Records contained in a dataset:
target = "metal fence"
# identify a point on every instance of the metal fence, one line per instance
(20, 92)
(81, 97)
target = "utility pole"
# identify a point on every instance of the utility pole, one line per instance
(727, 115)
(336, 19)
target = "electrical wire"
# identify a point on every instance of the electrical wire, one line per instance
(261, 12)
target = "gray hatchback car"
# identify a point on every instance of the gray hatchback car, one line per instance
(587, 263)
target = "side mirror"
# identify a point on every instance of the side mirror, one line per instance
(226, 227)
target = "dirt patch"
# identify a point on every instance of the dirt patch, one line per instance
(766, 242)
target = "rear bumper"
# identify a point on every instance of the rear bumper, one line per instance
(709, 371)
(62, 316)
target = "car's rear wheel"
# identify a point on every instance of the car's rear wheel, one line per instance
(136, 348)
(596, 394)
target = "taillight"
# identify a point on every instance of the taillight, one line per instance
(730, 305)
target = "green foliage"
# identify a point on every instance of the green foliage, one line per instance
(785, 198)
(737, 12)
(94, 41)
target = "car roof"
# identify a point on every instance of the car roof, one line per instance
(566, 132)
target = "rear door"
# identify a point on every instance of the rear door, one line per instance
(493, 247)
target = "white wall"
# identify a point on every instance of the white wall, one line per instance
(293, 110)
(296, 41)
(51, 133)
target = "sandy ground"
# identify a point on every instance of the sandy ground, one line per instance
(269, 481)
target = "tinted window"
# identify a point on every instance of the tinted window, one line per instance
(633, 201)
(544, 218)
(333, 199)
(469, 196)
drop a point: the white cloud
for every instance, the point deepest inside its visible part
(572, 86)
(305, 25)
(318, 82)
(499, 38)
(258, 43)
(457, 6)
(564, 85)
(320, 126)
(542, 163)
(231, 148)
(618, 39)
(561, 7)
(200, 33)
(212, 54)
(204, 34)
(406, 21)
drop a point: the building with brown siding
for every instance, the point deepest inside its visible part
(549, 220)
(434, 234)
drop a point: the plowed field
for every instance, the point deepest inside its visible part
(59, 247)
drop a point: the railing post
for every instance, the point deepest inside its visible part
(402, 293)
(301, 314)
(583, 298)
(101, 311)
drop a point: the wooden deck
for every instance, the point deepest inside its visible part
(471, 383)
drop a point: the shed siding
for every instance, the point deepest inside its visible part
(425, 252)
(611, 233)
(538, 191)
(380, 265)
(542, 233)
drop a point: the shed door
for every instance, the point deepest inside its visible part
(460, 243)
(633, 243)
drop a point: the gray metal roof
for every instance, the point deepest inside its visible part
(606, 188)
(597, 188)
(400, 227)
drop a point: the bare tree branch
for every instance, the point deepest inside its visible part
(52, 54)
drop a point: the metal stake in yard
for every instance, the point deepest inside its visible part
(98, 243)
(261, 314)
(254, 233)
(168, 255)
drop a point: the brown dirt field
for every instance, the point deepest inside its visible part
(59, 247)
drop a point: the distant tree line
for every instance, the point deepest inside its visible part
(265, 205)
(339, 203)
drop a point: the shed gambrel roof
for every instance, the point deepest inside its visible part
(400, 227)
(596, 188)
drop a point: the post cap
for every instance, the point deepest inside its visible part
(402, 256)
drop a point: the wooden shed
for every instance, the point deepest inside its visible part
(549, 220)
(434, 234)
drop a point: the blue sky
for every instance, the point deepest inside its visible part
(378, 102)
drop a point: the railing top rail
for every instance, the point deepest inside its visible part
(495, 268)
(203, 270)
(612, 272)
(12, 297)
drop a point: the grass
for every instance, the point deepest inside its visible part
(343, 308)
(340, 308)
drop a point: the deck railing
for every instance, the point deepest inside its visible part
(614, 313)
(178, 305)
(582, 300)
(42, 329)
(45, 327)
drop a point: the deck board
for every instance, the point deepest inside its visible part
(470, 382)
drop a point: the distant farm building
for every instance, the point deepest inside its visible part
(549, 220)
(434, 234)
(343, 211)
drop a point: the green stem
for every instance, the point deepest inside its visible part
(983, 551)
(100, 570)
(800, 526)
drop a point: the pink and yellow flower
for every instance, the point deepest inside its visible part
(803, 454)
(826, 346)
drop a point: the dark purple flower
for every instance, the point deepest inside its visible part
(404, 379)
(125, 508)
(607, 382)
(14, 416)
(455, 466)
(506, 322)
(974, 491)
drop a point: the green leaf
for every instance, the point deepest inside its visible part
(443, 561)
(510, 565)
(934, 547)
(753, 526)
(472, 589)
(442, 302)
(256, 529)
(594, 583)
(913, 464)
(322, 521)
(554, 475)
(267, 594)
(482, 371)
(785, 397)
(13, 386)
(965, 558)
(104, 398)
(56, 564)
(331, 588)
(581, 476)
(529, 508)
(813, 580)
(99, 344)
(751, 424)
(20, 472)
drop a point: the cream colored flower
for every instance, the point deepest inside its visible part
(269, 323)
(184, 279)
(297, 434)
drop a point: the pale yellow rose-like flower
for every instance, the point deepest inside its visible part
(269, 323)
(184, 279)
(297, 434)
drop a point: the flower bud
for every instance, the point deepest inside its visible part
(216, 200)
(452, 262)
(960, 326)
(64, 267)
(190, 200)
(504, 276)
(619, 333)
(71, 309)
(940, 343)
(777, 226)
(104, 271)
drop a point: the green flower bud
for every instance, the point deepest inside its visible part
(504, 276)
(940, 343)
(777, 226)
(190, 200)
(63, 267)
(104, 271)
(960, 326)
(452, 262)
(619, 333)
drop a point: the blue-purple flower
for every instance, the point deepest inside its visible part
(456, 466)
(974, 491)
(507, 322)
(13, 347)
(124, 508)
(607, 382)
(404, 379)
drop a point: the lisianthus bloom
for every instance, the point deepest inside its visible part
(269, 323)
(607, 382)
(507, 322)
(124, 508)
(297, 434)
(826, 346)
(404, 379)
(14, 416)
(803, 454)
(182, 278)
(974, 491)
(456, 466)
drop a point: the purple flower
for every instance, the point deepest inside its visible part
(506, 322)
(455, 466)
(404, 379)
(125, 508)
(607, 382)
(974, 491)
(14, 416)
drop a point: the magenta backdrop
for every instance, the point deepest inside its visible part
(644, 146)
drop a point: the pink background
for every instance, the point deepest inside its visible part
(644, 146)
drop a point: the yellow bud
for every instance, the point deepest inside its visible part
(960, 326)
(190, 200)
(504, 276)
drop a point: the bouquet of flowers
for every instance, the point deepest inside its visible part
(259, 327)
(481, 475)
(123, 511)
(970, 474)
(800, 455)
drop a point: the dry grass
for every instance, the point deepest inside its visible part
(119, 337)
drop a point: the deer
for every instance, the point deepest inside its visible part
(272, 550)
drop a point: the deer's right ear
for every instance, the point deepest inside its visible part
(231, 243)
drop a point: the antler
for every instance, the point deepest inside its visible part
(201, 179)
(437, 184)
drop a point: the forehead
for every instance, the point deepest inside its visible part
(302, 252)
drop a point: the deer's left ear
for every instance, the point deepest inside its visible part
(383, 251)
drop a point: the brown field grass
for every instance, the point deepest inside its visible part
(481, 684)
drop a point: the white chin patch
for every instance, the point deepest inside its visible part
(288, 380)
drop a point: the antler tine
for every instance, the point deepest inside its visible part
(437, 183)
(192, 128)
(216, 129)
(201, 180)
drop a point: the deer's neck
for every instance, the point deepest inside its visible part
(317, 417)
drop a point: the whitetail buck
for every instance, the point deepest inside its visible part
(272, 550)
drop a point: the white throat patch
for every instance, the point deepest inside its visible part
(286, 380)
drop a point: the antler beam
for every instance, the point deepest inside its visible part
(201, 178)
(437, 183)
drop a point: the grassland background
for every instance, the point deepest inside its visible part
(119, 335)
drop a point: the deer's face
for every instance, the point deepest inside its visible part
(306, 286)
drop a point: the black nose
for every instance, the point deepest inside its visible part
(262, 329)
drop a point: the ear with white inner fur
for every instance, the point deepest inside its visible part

● **WORK INSTRUCTION**: Every entry above should be given again exactly as shown.

● **ANSWER TO THIS EXERCISE**:
target = "metal fence"
# identify a point on every instance of the metal fence, one line per instance
(20, 92)
(81, 97)
target = "utility pole"
# identify a point on every instance of the utility pole, one line per instance
(727, 115)
(336, 19)
target = "electrical wire"
# identify a point on every instance of the electrical wire, one line per instance
(261, 12)
target = "gray hatchback car"
# identify a point on every instance of the gray hatchback car, one line per instance
(587, 263)
target = "side mirror"
# identify a point on every instance of the side mirror, one line per instance
(226, 227)
target = "dirt patch"
# identify a point on every instance of the dirt patch, one line per instance
(766, 242)
target = "rear bumper"
# identify a point on every instance of the rear bumper, one line per instance
(709, 371)
(62, 316)
target = "car's rear wheel"
# identify a point on every instance of the car's rear wheel, one line per instance
(136, 348)
(596, 394)
target = "taillight"
# identify a point on every instance of the taillight, one line per instance
(730, 305)
target = "green foliage"
# identify a point on every instance of the green foliage, one line per instance
(785, 198)
(737, 12)
(94, 41)
target = "car roof"
# identify a point on every instance of the car roof, one line per instance
(566, 132)
target = "rear door"
# identify a point on every instance of the rear door, one line per instance
(493, 247)
target = "white wall"
# identify a point on every instance of the white wall, one line per instance
(293, 110)
(296, 41)
(51, 133)
target = "sandy ground"
# identify a point on every instance of the sandy ground, one line per instance
(269, 481)
target = "tinted window"
# identify a point on every instance of the tinted window, one line per instance
(633, 201)
(544, 218)
(333, 199)
(469, 196)
drop a point: the white cloud
for every instance, the point deepest inside its visible part
(572, 86)
(305, 25)
(318, 82)
(499, 38)
(258, 43)
(457, 6)
(564, 85)
(320, 126)
(542, 163)
(231, 148)
(618, 39)
(561, 7)
(200, 33)
(212, 54)
(204, 34)
(406, 21)
drop a point: the building with brown siding
for every instance, the point deepest inside its visible part
(549, 220)
(434, 234)
drop a point: the plowed field
for every instance, the point deepest inside its visible part
(59, 247)
drop a point: the railing post
for every instance, the point deepest inside its visible part
(402, 293)
(301, 314)
(583, 298)
(101, 311)
drop a point: the wooden deck
for every instance, the point deepest inside its visible part
(471, 383)
drop a point: the shed siding
for every instance, the point deepest inside its visible part
(425, 252)
(611, 233)
(538, 191)
(380, 265)
(542, 233)
drop a point: the shed door
for every instance, the point deepest inside its visible part
(460, 243)
(633, 243)
drop a point: the gray metal roof
for every instance, the point deepest inside its visible part
(606, 188)
(597, 188)
(400, 227)
drop a point: the bare tree branch
for every instance, the point deepest inside its visible part
(52, 54)
drop a point: the metal stake in yard
for every instance, the point deepest inside its visible part
(98, 243)
(261, 314)
(254, 233)
(168, 255)
drop a point: the brown dirt field
for every instance, the point deepest inside its visible part
(59, 247)
drop a point: the distant tree line
for every instance, the point deepest inside its visible part
(265, 205)
(339, 203)
drop a point: the shed gambrel roof
for every instance, the point deepest inside its visible part
(400, 227)
(596, 188)
drop a point: the post cap
for every instance, the point deepest inside its visible part
(402, 256)
drop a point: the wooden shed
for every instance, the point deepest inside its visible part
(549, 220)
(434, 234)
drop a point: the blue sky
for every instance, the point deepest inside its visible part
(378, 102)
drop a point: the railing top rail
for every instance, the point deepest inside its visible part
(495, 268)
(203, 270)
(612, 272)
(12, 297)
drop a point: the grass
for every instance, the point deepest inside its visible part
(343, 308)
(340, 308)
drop a point: the deck railing
for every instance, the point deepest inside its visible part
(614, 313)
(178, 305)
(582, 300)
(42, 329)
(45, 327)
drop a point: the deck board
for every instance, the point deepest inside its visible part
(470, 382)
drop a point: the distant farm building
for every instance, the point deepest inside its visible part
(549, 220)
(434, 234)
(343, 211)
drop a point: the green stem
for every instance, the point deepest inside its visible part
(983, 551)
(100, 570)
(800, 526)
drop a point: the pink and yellow flower
for every instance, the point deepest inside its visible part
(803, 454)
(826, 346)
drop a point: the dark purple flower
for every instance, the point deepest inside its visible part
(404, 379)
(125, 508)
(607, 382)
(14, 416)
(455, 466)
(506, 322)
(974, 491)
drop a point: the green leaf
for every instance, the point deepest inside its visible part
(443, 561)
(510, 565)
(934, 547)
(753, 526)
(472, 589)
(442, 302)
(256, 529)
(594, 583)
(913, 464)
(322, 521)
(554, 475)
(267, 594)
(482, 371)
(785, 397)
(13, 386)
(965, 558)
(104, 398)
(56, 564)
(331, 588)
(581, 476)
(529, 508)
(813, 580)
(99, 344)
(751, 424)
(20, 472)
drop a point: the cream colored flower
for every instance, the point deepest inside its visible part
(269, 323)
(184, 279)
(297, 434)
drop a point: the pale yellow rose-like flower
for every instance, the point deepest inside its visible part
(269, 323)
(184, 279)
(297, 434)
drop a point: the flower bud
for every instance, the point deepest inside its visible part
(216, 200)
(452, 262)
(960, 326)
(64, 267)
(190, 200)
(504, 276)
(619, 333)
(71, 309)
(940, 343)
(777, 226)
(104, 271)
drop a point: the green flower bud
for every instance, the point deepest inside its visible part
(504, 276)
(940, 343)
(777, 226)
(190, 200)
(63, 267)
(104, 271)
(960, 326)
(452, 262)
(619, 333)
drop a point: the blue-purple flower
for every instance, the point deepest inside its visible part
(456, 466)
(974, 491)
(507, 322)
(13, 347)
(124, 508)
(607, 382)
(404, 379)
drop a point: the lisianthus bloom
for every instance, the point deepest inside its visible part
(269, 323)
(607, 382)
(507, 322)
(124, 508)
(297, 434)
(826, 346)
(404, 379)
(14, 416)
(803, 454)
(182, 278)
(974, 491)
(456, 466)
drop a point: the purple flower
for every instance, the point deepest inside its visible part
(506, 322)
(455, 466)
(404, 379)
(125, 508)
(607, 382)
(974, 491)
(14, 416)
drop a point: the magenta backdrop
for every instance, the point deepest inside its visible part
(644, 146)
drop a point: the pink background
for every instance, the point deepest inside its visible part
(644, 146)
drop a point: the yellow bud
for every instance, the point deepest inside its visible part
(960, 326)
(190, 200)
(504, 276)
drop a point: the bouquet of flowers
for every instance, the point deepest inside its visible part
(259, 327)
(481, 475)
(123, 511)
(970, 474)
(800, 455)
drop a point: the dry grass
for every instance, the point deepest inside its visible part
(119, 337)
drop a point: the deer
for every instance, the point deepest inside its visible part
(272, 550)
drop a point: the deer's right ear
for every instance, the point deepest inside its visible part
(231, 243)
drop a point: the antler
for every instance, the point deepest inside its visible part
(201, 179)
(437, 184)
drop a point: the forehead
for every instance, the point deepest inside its visible part
(302, 252)
drop a point: the deer's left ear
for every instance, the point deepest inside its visible part
(383, 251)
drop a point: the brown field grass
for every instance, the point deepest inside its visible part
(481, 684)
drop a point: the white chin patch
for every instance, the point deepest inside its visible part
(288, 380)
drop a point: the antler tine
for every instance, the point deepest inside its visible part
(437, 183)
(192, 128)
(216, 129)
(201, 180)
drop a point: the deer's neck
for every instance, the point deepest inside its visible part
(317, 417)
drop a point: the whitetail buck
for every instance, the point deepest inside its visible part
(272, 550)
drop a point: the white throat patch
for every instance, the point deepest inside its visible part
(286, 380)
drop a point: the antler beam
for every instance, the point deepest inside its visible part
(201, 178)
(437, 183)
drop a point: the grassland background
for every instance, the point deepest inside its visible part
(119, 335)
drop a point: the deer's face
for every instance, the point deepest inside its visible part
(306, 286)
drop a point: the black nose
for every instance, the point deepest inside its visible part
(262, 329)
drop a point: the ear with white inner fur
for every instance, the point deepest inside its visible part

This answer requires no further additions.